*Selected text*.

═══

Kitchen appliances are food-related technologies that constantly interact with humans without much tension, especially when they offer convenience and efficiency. Most consumers seem to have gotten over any diffidence toward the introduction of frozen food in the 1950s and microwaves in the 1980s, which required profound cultural changes with regard to ideas about food quality, freshness, and safety, as well as the agency of the cook. Today, innovations such as sous vide machines, convection ovens, induction burners, and digital refrigeration monitoring can be found both in domestic and professional kitchens. When applied to food manufacturing, restaurants, and large institutions, such innovations can offer more efficient use of ingredients, inputs, and energy. Other, apparently more fanciful appliances are met with reactions that range from curiosity to amusement. Fridges can keep tabs on what food is going bad inside or what products are running out, connecting with online grocery shops that arrange deliveries of what’s needed. Such an application of IoT may come across as far from essential, but it works well for individuals who forget about food, like patients suffering from Alzheimer’s disease or dementia, and helps them to eat properly, improving their health and relieving family and friends from some worries. Domestic appliances can provide solutions that improve quality of life for people with disabilities. Kitchenware and silverware are being designed to allow blind individuals to eat more easily, and 3-D printers might let friends and family share recipes and actual food at a distance by using the same files to print edible matter.

═══

[Saved entries]
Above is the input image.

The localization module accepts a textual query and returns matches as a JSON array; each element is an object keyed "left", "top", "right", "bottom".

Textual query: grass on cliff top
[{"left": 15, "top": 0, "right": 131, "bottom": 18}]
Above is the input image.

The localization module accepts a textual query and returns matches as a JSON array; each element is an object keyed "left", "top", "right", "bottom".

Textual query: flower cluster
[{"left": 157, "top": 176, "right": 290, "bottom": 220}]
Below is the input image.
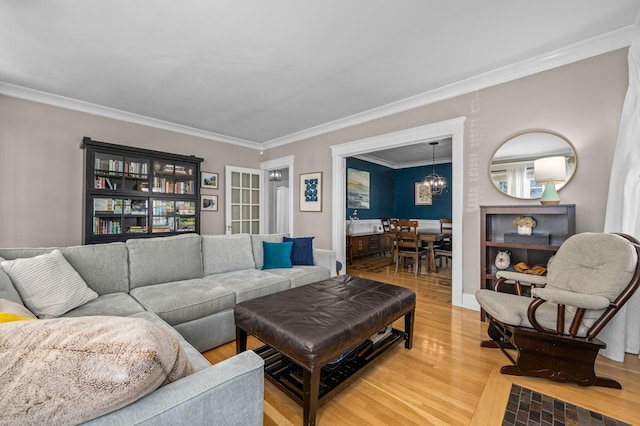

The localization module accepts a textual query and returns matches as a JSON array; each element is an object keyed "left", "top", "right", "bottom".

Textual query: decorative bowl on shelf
[{"left": 513, "top": 216, "right": 537, "bottom": 235}]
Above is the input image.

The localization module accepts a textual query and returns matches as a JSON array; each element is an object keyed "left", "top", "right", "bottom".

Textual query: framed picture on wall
[
  {"left": 300, "top": 172, "right": 322, "bottom": 212},
  {"left": 200, "top": 172, "right": 218, "bottom": 189},
  {"left": 347, "top": 169, "right": 370, "bottom": 209},
  {"left": 200, "top": 195, "right": 218, "bottom": 212},
  {"left": 416, "top": 182, "right": 432, "bottom": 206}
]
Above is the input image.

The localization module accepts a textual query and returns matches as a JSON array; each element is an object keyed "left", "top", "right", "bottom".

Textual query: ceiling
[{"left": 0, "top": 0, "right": 640, "bottom": 163}]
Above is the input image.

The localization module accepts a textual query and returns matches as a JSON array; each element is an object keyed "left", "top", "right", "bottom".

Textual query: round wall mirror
[{"left": 489, "top": 130, "right": 578, "bottom": 200}]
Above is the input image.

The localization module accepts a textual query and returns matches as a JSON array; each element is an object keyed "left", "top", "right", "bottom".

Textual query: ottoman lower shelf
[{"left": 254, "top": 328, "right": 408, "bottom": 406}]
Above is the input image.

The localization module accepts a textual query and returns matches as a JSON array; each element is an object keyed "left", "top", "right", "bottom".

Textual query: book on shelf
[
  {"left": 93, "top": 217, "right": 122, "bottom": 235},
  {"left": 127, "top": 225, "right": 147, "bottom": 234},
  {"left": 94, "top": 156, "right": 124, "bottom": 173},
  {"left": 124, "top": 161, "right": 149, "bottom": 179}
]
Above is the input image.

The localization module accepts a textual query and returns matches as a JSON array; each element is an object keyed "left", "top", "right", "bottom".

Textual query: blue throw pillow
[
  {"left": 282, "top": 237, "right": 315, "bottom": 265},
  {"left": 262, "top": 241, "right": 293, "bottom": 269}
]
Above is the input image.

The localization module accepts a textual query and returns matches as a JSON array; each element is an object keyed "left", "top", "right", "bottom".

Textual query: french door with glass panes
[{"left": 225, "top": 166, "right": 264, "bottom": 234}]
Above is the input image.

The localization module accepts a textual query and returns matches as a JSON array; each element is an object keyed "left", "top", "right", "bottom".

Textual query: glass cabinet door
[{"left": 152, "top": 160, "right": 196, "bottom": 195}]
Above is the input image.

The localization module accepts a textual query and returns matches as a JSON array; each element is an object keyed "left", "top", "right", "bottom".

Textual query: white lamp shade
[{"left": 533, "top": 156, "right": 567, "bottom": 182}]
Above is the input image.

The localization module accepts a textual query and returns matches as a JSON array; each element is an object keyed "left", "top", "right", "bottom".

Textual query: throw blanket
[{"left": 0, "top": 316, "right": 192, "bottom": 425}]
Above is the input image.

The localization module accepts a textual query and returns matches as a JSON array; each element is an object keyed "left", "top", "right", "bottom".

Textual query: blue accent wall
[
  {"left": 344, "top": 158, "right": 395, "bottom": 219},
  {"left": 345, "top": 158, "right": 453, "bottom": 219},
  {"left": 395, "top": 163, "right": 452, "bottom": 219}
]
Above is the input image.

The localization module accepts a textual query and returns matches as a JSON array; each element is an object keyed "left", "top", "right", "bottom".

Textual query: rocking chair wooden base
[{"left": 481, "top": 317, "right": 622, "bottom": 389}]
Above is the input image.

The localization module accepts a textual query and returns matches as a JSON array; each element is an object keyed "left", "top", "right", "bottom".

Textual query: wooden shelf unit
[
  {"left": 480, "top": 204, "right": 576, "bottom": 300},
  {"left": 80, "top": 137, "right": 203, "bottom": 244}
]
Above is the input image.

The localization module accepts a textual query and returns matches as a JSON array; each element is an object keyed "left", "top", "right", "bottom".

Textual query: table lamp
[{"left": 533, "top": 157, "right": 567, "bottom": 204}]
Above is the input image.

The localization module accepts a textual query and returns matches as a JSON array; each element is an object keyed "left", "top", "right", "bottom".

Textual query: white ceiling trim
[
  {"left": 0, "top": 82, "right": 264, "bottom": 149},
  {"left": 353, "top": 154, "right": 453, "bottom": 170},
  {"left": 263, "top": 24, "right": 640, "bottom": 149},
  {"left": 0, "top": 24, "right": 640, "bottom": 150}
]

═══

*Exercises to complete*.
A. Condense the paragraph beginning "Kitchen appliances are food-related technologies" from the passage on kitchen appliances into a short bulleted list that keeps its main facts.
B. Write the next part of the passage on kitchen appliances, picking up after its final sentence.

*Response list*.
A.
- Kitchen appliances interact with people without much tension, especially when they bring convenience and efficiency.
- Most consumers have accepted frozen food (1950s) and microwaves (1980s), though these required deep cultural shifts in ideas about food quality, freshness, safety, and the cook's agency.
- Sous vide machines, convection ovens, induction burners, and digital refrigeration monitoring now appear in both home and professional kitchens. In manufacturing, restaurants, and large institutions they allow more efficient use of ingredients, inputs, and energy.
- More fanciful devices draw reactions ranging from curiosity to amusement. Smart fridges, for example, track food that is spoiling or running out and order deliveries from online grocers.
- Such IoT uses can help people who forget about food, such as those with Alzheimer's disease or dementia, to eat properly. This improves their health and eases the worries of family and friends.
- Appliances can also improve life for people with disabilities. Kitchenware and silverware are being designed for blind users, and 3-D printers might let people share recipes and actual food at a distance by printing from the same files.

B.
Food design, a new field of research and practice within the discipline of design, is developing as an answer to these opportunities and challenges through interaction with chefs, producers, and food-studies scholars. The field is growing fast in Western Europe and South America and less quickly in North America, Asia (with the exception of East Asia), and Africa. As defined by Food Design North America (of which I am among the founders), food design “includes any action that can improve our relationship with food individually or collectively. These actions can relate to the design of food products, materials, practices, environments, systems, processes and experiences.”16 The association clarifies that the working definition needs to be considered as a point of departure, not a conclusion, because the goal is to open up dialogues rather than offering schematic or reductionist demarcations. In recent years, design has turned its attention to all aspects of the food we produce and eat, from tableware to restaurant design, from experience to networks. This interest is part of the evolution of design itself, which has expanded its horizons from objects and spaces to include knowledge-intensive forms of processes, services, and systems. Designers that opt for human-centered innovation participate in the development of projects that recognize the priorities, values, and needs of all the actors involved, especially those whose voices are least heard. These projects tend to consider complex contexts and situations to test prototypes that can then be improved through feedback from users and local communities. This reflects a change in the involvement of stakeholders, who move from being mere recipients of the professional interventions of designers to becoming codesigners and participants.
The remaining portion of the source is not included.